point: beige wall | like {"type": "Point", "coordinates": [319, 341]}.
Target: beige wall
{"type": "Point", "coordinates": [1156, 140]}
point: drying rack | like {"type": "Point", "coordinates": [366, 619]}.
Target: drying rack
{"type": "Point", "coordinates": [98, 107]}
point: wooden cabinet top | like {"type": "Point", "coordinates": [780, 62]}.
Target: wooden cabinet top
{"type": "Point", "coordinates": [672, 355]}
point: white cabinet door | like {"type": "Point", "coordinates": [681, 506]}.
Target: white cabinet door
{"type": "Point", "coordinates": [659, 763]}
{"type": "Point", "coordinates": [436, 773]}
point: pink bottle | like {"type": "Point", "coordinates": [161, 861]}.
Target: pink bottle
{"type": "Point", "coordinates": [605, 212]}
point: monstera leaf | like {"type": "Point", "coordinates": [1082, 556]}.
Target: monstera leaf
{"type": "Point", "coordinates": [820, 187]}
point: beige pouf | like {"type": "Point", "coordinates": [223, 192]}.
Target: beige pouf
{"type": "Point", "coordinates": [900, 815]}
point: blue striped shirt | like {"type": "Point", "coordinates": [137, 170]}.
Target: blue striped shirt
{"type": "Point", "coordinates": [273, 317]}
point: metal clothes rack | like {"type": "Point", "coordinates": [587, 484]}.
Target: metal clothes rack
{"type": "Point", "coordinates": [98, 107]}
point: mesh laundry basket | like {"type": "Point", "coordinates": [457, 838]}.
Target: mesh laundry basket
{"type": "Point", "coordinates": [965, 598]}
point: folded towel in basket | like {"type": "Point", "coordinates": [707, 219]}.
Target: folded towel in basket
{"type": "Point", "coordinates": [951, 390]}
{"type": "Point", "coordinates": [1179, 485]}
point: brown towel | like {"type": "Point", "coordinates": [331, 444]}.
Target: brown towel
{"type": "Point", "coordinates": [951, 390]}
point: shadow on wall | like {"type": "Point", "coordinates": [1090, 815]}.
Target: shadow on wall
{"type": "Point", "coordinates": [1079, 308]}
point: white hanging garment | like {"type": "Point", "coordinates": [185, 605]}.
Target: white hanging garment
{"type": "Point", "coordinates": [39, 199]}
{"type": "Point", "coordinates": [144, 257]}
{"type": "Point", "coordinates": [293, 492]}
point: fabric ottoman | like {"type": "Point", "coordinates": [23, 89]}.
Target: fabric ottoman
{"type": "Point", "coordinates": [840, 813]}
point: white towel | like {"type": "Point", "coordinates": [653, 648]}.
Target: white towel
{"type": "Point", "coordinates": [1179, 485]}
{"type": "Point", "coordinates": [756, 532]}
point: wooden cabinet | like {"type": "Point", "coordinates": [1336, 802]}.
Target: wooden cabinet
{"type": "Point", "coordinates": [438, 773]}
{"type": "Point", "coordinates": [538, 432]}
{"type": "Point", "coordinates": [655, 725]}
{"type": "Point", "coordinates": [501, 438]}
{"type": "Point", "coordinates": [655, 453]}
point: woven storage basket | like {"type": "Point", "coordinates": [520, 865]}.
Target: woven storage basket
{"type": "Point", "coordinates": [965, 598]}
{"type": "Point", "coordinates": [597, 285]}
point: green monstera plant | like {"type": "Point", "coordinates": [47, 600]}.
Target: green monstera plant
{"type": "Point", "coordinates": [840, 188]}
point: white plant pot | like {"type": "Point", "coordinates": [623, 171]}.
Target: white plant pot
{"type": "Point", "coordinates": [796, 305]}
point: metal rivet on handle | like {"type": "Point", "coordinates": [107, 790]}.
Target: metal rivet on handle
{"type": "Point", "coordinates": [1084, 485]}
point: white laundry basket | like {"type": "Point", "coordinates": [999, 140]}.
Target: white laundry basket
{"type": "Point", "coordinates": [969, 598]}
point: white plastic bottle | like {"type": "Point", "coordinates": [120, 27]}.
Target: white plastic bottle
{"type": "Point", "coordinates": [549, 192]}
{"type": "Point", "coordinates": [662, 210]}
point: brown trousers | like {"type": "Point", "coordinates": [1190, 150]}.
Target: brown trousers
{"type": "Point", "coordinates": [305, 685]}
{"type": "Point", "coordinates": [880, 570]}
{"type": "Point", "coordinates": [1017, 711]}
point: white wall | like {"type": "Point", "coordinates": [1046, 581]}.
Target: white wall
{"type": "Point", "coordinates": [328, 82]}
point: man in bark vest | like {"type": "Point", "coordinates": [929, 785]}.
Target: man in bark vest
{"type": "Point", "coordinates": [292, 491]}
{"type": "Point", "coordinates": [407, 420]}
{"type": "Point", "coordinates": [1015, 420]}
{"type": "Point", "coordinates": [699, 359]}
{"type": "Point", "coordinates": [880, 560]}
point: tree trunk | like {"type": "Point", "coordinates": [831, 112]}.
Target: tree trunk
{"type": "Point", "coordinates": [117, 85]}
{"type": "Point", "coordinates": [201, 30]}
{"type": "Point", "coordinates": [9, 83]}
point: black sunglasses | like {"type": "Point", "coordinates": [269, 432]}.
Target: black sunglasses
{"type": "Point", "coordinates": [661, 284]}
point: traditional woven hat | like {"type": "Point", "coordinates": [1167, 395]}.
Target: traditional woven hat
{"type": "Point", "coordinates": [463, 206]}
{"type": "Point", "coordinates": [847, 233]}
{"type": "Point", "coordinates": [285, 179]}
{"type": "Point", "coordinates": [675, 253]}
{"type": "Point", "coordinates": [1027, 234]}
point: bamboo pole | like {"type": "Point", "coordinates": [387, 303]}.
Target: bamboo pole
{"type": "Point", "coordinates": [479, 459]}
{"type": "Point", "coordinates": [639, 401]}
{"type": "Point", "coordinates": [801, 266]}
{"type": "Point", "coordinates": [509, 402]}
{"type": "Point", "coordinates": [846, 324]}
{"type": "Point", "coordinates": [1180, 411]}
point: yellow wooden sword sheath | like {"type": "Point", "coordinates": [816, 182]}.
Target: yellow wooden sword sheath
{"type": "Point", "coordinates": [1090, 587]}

• Required work: Print, exactly and only, the lines running from the one with "Target: bamboo pole" to the end of the data above.

• Solution to this problem:
Target: bamboo pole
{"type": "Point", "coordinates": [479, 459]}
{"type": "Point", "coordinates": [639, 401]}
{"type": "Point", "coordinates": [801, 266]}
{"type": "Point", "coordinates": [509, 402]}
{"type": "Point", "coordinates": [846, 324]}
{"type": "Point", "coordinates": [1180, 411]}
point: yellow wooden sword sheath | like {"type": "Point", "coordinates": [816, 182]}.
Target: yellow wooden sword sheath
{"type": "Point", "coordinates": [1090, 587]}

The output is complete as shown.